_EXERCISE INSTRUCTIONS:_ As you look over the data below, please find each line where the word "target" appears, then copy it.

(EXCERPTED DATA begins)

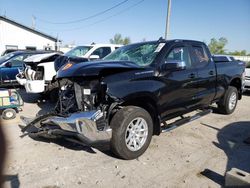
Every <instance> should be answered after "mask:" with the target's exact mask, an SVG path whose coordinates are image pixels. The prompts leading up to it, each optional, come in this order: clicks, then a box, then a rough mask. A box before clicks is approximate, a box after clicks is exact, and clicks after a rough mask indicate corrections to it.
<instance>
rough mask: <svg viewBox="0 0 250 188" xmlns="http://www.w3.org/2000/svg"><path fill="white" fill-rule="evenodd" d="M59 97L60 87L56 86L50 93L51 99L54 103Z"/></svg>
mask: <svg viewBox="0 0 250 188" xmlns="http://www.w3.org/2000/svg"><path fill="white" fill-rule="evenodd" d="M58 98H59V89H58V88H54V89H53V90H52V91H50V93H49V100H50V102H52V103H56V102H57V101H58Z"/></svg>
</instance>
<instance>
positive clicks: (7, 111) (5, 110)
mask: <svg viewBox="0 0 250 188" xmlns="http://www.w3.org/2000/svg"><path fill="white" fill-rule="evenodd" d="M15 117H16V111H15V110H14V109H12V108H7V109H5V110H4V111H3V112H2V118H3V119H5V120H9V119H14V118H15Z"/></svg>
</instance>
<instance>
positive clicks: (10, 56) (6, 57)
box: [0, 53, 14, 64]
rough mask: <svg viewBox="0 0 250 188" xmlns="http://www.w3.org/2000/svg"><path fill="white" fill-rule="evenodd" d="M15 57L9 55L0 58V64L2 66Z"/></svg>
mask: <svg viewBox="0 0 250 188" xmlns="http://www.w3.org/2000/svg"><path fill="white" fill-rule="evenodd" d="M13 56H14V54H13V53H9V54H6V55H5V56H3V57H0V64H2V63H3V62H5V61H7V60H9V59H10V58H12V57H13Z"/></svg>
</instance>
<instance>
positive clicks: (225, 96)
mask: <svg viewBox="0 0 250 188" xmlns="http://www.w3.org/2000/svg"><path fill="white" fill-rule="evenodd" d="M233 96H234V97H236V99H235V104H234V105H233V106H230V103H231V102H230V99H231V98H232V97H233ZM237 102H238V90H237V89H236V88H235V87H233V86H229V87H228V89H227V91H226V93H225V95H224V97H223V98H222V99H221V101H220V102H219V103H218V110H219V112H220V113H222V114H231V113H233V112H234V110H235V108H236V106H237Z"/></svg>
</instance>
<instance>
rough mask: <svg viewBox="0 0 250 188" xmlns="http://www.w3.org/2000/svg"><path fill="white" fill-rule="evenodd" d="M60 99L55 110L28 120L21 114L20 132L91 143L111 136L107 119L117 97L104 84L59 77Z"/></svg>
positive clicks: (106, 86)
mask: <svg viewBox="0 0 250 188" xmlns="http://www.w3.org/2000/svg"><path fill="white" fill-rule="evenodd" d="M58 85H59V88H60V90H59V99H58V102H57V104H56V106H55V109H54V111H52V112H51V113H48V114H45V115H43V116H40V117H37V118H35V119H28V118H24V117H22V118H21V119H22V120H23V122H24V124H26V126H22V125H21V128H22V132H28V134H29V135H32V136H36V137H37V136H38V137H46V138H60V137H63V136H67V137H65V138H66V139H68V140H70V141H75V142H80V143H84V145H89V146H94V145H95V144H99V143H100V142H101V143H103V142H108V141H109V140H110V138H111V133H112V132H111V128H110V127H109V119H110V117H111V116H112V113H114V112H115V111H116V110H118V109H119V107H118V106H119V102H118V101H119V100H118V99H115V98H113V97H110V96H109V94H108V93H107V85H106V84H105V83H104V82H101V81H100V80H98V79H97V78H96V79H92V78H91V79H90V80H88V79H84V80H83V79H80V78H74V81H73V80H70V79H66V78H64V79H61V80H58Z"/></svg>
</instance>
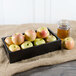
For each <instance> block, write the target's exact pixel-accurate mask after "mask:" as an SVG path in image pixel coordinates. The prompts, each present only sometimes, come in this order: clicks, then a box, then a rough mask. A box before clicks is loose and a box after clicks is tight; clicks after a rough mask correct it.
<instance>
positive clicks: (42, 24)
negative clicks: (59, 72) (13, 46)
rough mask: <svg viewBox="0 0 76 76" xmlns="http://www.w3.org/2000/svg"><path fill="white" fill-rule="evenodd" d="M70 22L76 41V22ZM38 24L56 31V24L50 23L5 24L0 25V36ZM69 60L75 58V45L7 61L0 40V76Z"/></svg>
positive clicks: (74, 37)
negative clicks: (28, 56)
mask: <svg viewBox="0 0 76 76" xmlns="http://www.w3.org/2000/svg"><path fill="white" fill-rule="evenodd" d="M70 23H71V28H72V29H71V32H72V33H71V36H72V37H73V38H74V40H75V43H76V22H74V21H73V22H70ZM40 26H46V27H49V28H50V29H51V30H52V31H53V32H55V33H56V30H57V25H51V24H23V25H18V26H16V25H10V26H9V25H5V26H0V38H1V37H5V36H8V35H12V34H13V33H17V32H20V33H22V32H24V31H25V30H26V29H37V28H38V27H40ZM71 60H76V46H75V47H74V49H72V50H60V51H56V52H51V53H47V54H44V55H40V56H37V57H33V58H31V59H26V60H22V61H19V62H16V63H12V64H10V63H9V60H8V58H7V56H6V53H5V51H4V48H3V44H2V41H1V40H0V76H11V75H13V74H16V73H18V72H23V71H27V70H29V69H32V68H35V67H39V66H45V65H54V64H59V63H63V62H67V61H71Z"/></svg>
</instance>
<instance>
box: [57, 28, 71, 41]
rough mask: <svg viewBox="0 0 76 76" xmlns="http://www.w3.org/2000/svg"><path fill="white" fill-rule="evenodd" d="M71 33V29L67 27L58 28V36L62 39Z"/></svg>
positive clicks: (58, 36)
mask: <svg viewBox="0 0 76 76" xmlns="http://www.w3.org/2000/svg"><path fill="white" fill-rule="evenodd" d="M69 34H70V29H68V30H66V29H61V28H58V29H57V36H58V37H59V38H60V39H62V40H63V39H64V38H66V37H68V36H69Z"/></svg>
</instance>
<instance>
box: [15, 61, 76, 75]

(EXCERPTED DATA ends)

_EXERCISE SOLUTION:_
Every <instance> should be answered after "mask:" with the target's exact mask, an SVG path whose coordinates are image pixels. The prompts leading up to it, each optional, come in this order: clicks, then a box, then a rough mask. A box before clicks is approximate, a box after clicks is exact, and clicks after a rough mask indicate corrections to it.
For each <instance> block, write the target's exact pixel-accurate mask after "mask:" as an SVG path in image pixel coordinates. The prompts, each present only sometimes, come in this order: clicks, then a box, then a rough mask. A box before clicks is loose and a box after clicks is tight; clicks after a rough mask correct it.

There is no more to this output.